*READING PASSAGE*:
FLA Configuration Management (FLACM) Design

Design Summary

This design reviews a method for automatically propagating configuration changes to servers via a multi-stage pull mechanism. This will allow changes to be made once in a central location and have the changes propagate at a known regular interval.

Design Team

Grier Johnson - Author
Chuck McIntyre - Concept

Goals

  1. Functional Configuration Management
  2. Saves Time
  3. Minimizes Admin Intervention on Failure
  4. Modular Design that is Language Agnostic
  5. OS Neutral
  6. Easy to Manage Backend
  7. Role/Class Based Controls
  8. Ability to Initiate Configuration Retrieval
  9. Passive Configuration Server
  10. Host Specific Controls/Overrides
  11. Trackable and Reversible Changes
  12. Check-in Monitoring/Alerting

Definitions

  • Functional Configuration Management - A system that provides Functional Configuration Management is a system that allows for changes to be made in as few places as possible with as little work as possible. Ideally with the system would allow an admin to never have to log into a remote host to make configuration changes.
  • Save Time - Save Time means just that, if something saves time it should take less time to do it the time saving way then to do it any other way. Ideally it should be MUCH faster to do it the time saving way.
  • Minimize Admin Intervention - Something that minimizes admin failure means that an admin should have to do only those jobs that absolutely require a human to do them. For example if a problem can be fixed by restarting a process, the system should restart the process on its own.
  • Modular - A system that is modular means that each piece knows what to send to another piece and what it should receive from another piece but it shouldn't be tied to that piece by language, OS, or anything other then a standardized protocol or API.
  • Language Agnostic - A system that is Language Agnostic means that each piece of the system could be written in an entirely different language assuming the language can functionally perform as that part of the system. See: Modular
  • OS Agnostic - The system should run on any system or at least as wide a range of systems as possible. For the scope of this design we're concentrating on Unix and Unix-like OSes.
  • Role Based Controls - Role Based Controls mean the system should support arbitrary roles assigned to servers. Roles should be able to be added at any given time to the configuration data source without change to the configuration management scripts.
  • Initiation of Configuration Retrieval - This just means that the system should have some method of allowing an admin to force the box to restart it's configuration process and pull the newest binaries/scripts. This, by it's nature, should be an automated process that effects as many servers as necessary with one command or one iteration of a series of commands.
  • Passive Configuration Server - A system with a passive server means that clients are not dependent on the server. They should gracefully handle the central server not being available.
  • Host Overrides - A system with host overrides means an individual host can be configured differently then all other hosts even though it may belong to a role. Host overrides can and should be limited to one-off configurations and should work with role, domain, and OS configurations whenever possible.
  • Trackable Change - A system with trackable changes means there should be some sort of way of seeing what changes were added and when.
  • Reversible Changes - A system with reversible changes should allow for new changes to be rolled back to historical old changes. See: Trackable Changes.
  • Check-in Alerting - A system with Check-In Alerting keeps track of the clients that have checked in and if those clients stop checking in for a period longer then a configurable threshold, it should alert in some manner. Check-in alerting must have some method to disable alerting for a host that has been decommissioned or will not be checking in for an extended period of time.

(Labeled-object pointing rows)
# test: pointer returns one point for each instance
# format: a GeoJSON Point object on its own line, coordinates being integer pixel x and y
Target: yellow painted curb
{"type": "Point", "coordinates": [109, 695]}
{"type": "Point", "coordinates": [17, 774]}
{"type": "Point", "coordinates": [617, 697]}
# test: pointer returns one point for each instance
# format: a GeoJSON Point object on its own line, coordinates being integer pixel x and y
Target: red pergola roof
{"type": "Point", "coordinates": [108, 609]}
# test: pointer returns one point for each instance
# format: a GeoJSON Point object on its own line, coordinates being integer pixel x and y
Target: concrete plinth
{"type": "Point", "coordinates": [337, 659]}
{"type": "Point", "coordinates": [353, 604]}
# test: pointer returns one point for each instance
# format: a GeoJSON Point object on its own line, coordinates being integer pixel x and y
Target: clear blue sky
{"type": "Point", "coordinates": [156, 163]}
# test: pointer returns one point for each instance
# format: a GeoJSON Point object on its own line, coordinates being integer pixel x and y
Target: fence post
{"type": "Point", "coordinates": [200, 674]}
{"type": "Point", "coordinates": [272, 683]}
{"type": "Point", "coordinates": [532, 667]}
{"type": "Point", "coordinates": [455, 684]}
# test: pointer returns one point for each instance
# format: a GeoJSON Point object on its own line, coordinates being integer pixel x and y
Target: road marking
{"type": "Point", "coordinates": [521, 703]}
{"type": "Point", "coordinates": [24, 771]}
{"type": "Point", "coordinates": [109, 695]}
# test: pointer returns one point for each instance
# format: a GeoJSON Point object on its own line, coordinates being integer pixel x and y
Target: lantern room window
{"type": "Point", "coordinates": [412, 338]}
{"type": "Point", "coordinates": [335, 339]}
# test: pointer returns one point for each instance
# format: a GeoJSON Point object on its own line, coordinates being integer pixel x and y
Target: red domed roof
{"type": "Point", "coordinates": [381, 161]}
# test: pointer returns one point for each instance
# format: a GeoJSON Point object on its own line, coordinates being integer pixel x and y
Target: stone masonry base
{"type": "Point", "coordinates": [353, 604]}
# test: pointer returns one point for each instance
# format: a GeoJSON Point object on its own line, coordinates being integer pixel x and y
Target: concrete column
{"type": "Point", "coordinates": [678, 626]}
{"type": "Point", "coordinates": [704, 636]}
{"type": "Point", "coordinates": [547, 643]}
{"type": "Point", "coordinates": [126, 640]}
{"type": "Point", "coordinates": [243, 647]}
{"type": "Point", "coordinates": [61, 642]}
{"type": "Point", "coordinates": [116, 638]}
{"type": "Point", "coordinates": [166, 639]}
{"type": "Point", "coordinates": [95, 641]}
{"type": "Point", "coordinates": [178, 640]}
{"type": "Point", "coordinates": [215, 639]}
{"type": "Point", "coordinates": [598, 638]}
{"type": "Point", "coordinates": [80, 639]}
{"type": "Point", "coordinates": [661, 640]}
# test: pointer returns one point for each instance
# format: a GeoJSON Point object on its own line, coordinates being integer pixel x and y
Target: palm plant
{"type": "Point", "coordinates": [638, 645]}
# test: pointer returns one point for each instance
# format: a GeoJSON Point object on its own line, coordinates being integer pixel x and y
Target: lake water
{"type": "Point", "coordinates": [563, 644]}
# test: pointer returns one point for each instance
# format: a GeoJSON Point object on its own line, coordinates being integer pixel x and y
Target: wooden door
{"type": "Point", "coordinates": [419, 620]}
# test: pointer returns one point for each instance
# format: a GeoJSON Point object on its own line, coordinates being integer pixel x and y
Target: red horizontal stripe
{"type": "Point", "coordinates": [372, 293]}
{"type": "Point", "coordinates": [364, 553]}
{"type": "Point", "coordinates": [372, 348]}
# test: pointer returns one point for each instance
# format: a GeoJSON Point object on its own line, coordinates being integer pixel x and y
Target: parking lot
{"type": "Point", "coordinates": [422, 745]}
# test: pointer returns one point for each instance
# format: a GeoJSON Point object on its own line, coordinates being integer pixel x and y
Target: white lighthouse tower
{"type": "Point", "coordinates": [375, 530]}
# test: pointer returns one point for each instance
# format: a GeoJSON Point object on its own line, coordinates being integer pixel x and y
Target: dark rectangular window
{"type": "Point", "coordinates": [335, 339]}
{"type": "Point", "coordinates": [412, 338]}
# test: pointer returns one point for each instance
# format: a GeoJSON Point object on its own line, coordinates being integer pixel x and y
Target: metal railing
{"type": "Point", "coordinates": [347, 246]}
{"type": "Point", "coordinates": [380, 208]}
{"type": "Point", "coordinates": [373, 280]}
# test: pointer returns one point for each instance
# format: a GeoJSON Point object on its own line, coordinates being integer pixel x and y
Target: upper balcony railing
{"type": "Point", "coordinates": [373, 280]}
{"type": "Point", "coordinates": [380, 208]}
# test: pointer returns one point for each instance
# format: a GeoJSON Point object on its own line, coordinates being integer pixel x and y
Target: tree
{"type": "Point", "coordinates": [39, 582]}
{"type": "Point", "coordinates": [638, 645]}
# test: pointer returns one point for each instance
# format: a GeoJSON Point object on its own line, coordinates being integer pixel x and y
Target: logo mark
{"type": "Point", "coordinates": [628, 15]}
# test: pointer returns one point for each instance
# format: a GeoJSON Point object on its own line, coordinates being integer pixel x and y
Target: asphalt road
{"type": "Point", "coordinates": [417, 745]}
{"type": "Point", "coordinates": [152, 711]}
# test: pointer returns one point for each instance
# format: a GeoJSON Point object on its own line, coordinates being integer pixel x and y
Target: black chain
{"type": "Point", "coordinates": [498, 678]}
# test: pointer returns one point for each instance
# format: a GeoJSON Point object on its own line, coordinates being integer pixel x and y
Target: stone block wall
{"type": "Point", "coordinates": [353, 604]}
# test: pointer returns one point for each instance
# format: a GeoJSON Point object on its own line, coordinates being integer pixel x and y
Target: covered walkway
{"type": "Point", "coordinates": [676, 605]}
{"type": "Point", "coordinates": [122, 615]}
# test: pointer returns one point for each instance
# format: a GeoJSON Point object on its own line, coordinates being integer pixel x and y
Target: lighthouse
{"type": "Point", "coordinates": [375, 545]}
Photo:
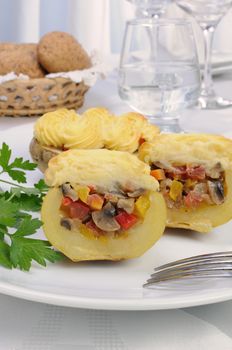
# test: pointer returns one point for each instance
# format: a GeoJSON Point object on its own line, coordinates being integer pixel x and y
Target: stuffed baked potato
{"type": "Point", "coordinates": [195, 176]}
{"type": "Point", "coordinates": [104, 205]}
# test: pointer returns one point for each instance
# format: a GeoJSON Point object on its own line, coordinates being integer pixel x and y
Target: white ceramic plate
{"type": "Point", "coordinates": [111, 285]}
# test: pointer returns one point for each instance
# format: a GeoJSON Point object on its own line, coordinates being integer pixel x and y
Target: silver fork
{"type": "Point", "coordinates": [214, 265]}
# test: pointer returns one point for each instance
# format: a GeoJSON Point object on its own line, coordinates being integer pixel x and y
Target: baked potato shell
{"type": "Point", "coordinates": [42, 154]}
{"type": "Point", "coordinates": [206, 217]}
{"type": "Point", "coordinates": [79, 247]}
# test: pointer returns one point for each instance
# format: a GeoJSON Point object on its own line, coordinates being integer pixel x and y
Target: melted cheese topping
{"type": "Point", "coordinates": [96, 128]}
{"type": "Point", "coordinates": [106, 169]}
{"type": "Point", "coordinates": [191, 149]}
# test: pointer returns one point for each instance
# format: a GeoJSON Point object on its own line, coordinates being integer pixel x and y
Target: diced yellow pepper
{"type": "Point", "coordinates": [189, 183]}
{"type": "Point", "coordinates": [142, 205]}
{"type": "Point", "coordinates": [83, 193]}
{"type": "Point", "coordinates": [175, 189]}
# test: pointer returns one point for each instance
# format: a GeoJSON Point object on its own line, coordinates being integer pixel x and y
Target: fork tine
{"type": "Point", "coordinates": [196, 258]}
{"type": "Point", "coordinates": [220, 273]}
{"type": "Point", "coordinates": [202, 264]}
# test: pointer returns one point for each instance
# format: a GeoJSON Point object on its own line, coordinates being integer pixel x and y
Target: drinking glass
{"type": "Point", "coordinates": [208, 14]}
{"type": "Point", "coordinates": [159, 73]}
{"type": "Point", "coordinates": [151, 8]}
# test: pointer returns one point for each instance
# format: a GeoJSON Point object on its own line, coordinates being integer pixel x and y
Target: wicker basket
{"type": "Point", "coordinates": [35, 97]}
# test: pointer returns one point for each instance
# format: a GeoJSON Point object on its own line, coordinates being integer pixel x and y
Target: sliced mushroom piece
{"type": "Point", "coordinates": [68, 191]}
{"type": "Point", "coordinates": [215, 172]}
{"type": "Point", "coordinates": [67, 223]}
{"type": "Point", "coordinates": [216, 191]}
{"type": "Point", "coordinates": [128, 204]}
{"type": "Point", "coordinates": [104, 220]}
{"type": "Point", "coordinates": [109, 209]}
{"type": "Point", "coordinates": [136, 193]}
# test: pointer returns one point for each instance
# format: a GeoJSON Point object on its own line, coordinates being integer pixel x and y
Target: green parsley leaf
{"type": "Point", "coordinates": [8, 212]}
{"type": "Point", "coordinates": [3, 231]}
{"type": "Point", "coordinates": [15, 207]}
{"type": "Point", "coordinates": [19, 163]}
{"type": "Point", "coordinates": [5, 154]}
{"type": "Point", "coordinates": [41, 186]}
{"type": "Point", "coordinates": [5, 255]}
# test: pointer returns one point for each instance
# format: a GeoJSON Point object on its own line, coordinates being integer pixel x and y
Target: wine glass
{"type": "Point", "coordinates": [159, 73]}
{"type": "Point", "coordinates": [208, 14]}
{"type": "Point", "coordinates": [151, 8]}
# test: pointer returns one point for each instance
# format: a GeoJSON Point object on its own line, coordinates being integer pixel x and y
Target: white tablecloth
{"type": "Point", "coordinates": [26, 325]}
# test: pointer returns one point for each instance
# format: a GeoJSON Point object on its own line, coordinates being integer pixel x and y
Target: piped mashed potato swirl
{"type": "Point", "coordinates": [95, 128]}
{"type": "Point", "coordinates": [98, 167]}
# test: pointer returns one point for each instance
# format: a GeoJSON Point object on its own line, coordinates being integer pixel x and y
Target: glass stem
{"type": "Point", "coordinates": [207, 85]}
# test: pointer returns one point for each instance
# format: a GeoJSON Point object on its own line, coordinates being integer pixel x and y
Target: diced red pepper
{"type": "Point", "coordinates": [192, 200]}
{"type": "Point", "coordinates": [196, 173]}
{"type": "Point", "coordinates": [78, 210]}
{"type": "Point", "coordinates": [95, 201]}
{"type": "Point", "coordinates": [141, 141]}
{"type": "Point", "coordinates": [126, 220]}
{"type": "Point", "coordinates": [65, 204]}
{"type": "Point", "coordinates": [91, 225]}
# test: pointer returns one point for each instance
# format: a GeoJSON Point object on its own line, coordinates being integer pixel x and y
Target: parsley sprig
{"type": "Point", "coordinates": [17, 250]}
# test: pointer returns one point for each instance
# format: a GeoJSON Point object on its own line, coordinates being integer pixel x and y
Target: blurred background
{"type": "Point", "coordinates": [97, 24]}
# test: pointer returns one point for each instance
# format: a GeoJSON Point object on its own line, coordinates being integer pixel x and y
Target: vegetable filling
{"type": "Point", "coordinates": [190, 186]}
{"type": "Point", "coordinates": [111, 213]}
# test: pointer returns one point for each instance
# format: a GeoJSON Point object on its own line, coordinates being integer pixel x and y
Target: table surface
{"type": "Point", "coordinates": [26, 325]}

*TASKS FOR THIS EXERCISE*:
#1 Which operating systems does the configuration management design concentrate on?
#2 Pull out every line in the rows that contains the word "baked".

*PER-TASK OUTPUTS*:
#1 Unix and Unix-like OSes.

#2
Target: stuffed baked potato
Target: baked potato shell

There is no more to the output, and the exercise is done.